Essential Lifestyle Changes For Arthritis

man exercising to make lifestlylec changes in my heartIf you have a loved one with arthritis, you know how painful and debilitating the disease can be. While a good doctor or health team can do a lot to help, everyday habits are a huge factor, too. It’s worth taking a look at what your loved one does (or doesn’t do) in their everyday life, because there are lifestyle changes for arthritis that can have a major influence on their joints and on the degree of pain they experience.

There are two categories of lifestyle changes for arthritis:

  1. Nutrition and exercise
  2. Stress management

Nutrition and weight make a difference.

According to the CDC, 1 in every 5 Americans has been diagnosed with arthritis. When it comes to Americans who are obese, though, that number goes up to 1 in every 3.

It’s not hard to figure out why. If osteoarthritis is a result of cartilage wear and tear – i.e. stress on the joints – it makes sense that the more stress the joints actually have, the sooner they’ll break down. How much more stress? Well, when you walk across level ground, the stress on your knees is 1.5 times your body weight. So if your loved one weighs 200 pounds, that’s 300 pounds of stress on their knees. Ouch.

But get this: Studies have shown that when it comes to weight loss, the 1.5 rule turns to a 4-fold rule. In other words, for every pound of weight your loved one loses, that’s 4 pounds less pressure on the knees. Lose 10 pounds? You get -40 pounds less of pressure. So your loved one doesn’t have to lose enormous amounts of weight to see a reduction in pain.

So encourage your loved one to do the following:

  • Exercise. Help your loved one to set up a daily time slot for regular, low-impact exercise. Have them consult with their doctor to make sure that they exercise safely. Without regular exercise, weight loss is going to be more difficult.
  • Eat nutritious meals and snacks. Eating healthy is not only crucial for weight loss, it’s crucial for how your loved one’s general well-being. If they lived in a skilled nursing facility, talk to the management to make sure there are enough healthy choices.
  • Get enough vitamins. Certain vitamins, especially vitamin C and vitamin D, have proven themselves to be effective in managing inflammation. Talk to your loved one about eating dark, leafy green vegetables, broccoli, and, of course, citrus fruits for vitamin C, and to get more sunshine for that vitamin D. Do not encourage them to take supplements or pills of any kind before consulting with their health team.

Stress Management

Stress is something we all have to deal with. However, the older we get, the more vulnerable we become to stress. It’s not uncommon to see an older adult stress out over something that wouldn’t have bothered them when they were younger.

Regardless of age, though, constant stress is bad for arthritis. The difficult part is that arthritis itself is a rather stress-inducing condition. It causes a reduction in everyday functioning, triggers feelings of helplessness and/or dependency, and can be a real drain on your loved one’s bank account. All of that brings on high levels of stress, which cause a tightening in the muscles, which causes worse arthritis pain, which exacerbates all the feelings we listed, which leads to more stress, which…

You get the idea.

Here are some stress-reducing lifestyle changes you can help your loved one implement:

  • Vacation. Help you loved one get away. A change in location and atmosphere can do wonders for relieving stress. And it doesn’t have to be an expensive trip to an exotic locale, either; a couple of days in a hotel in a different city or neighboring state is just as good. If going away isn’t feasible, try to arrange a “stay-cation” for them in their home or in their assisted living facility. Get the staff to help you out.
  • Sleep. Is your loved one getting enough sleep? Sleep-deprivation, even if it’s mild, is a surefire way to increase stress. Make sure that their sleep environment is a good one – comfortable bed, a cool, dark room, and no electronic devices.
  • Keep a journal. Getting feelings out on paper (or on the screen) is a great way to relieve stress. Encourage your loved one to write. Even if they’re resistant to writing about their pan now, they might be open to committing their childhood experiences to writing.
  • Breathing. If your loved one is open to it, learn some mindfulness breathing techniques together. These are a powerful stress-reducer.

Most of all, let your loved one know you’re there to help. Lifestyle changes for arthritis aren’t easy. But they’re totally worth it.

* Task directions: Write out the arthritis article word for word, from "Stress is something" to "get the idea.". Nothing in the records is needed here.

[Stored records]
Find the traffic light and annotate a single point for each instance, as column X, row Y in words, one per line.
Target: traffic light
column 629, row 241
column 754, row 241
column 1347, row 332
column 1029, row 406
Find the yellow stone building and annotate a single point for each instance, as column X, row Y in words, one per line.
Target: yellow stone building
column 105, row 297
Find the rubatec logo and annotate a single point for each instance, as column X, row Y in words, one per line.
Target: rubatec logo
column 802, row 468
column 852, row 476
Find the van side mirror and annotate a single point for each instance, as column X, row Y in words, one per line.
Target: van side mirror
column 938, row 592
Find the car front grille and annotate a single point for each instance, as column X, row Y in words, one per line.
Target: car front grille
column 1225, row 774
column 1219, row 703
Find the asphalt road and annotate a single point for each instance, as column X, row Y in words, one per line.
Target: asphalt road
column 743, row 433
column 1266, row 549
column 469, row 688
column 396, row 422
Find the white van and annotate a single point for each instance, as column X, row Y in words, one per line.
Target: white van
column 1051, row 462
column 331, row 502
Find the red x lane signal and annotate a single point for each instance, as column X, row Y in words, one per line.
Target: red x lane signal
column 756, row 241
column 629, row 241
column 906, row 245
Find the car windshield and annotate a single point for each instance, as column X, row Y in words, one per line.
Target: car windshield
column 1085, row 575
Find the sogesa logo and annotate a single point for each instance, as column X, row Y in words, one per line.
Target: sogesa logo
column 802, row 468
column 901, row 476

* Expected output:
Stress is something we all have to deal with. However, the older we get, the more vulnerable we become to stress. It’s not uncommon to see an older adult stress out over something that wouldn’t have bothered them when they were younger.

Regardless of age, though, constant stress is bad for arthritis. The difficult part is that arthritis itself is a rather stress-inducing condition. It causes a reduction in everyday functioning, triggers feelings of helplessness and/or dependency, and can be a real drain on your loved one’s bank account. All of that brings on high levels of stress, which cause a tightening in the muscles, which causes worse arthritis pain, which exacerbates all the feelings we listed, which leads to more stress, which…

You get the idea.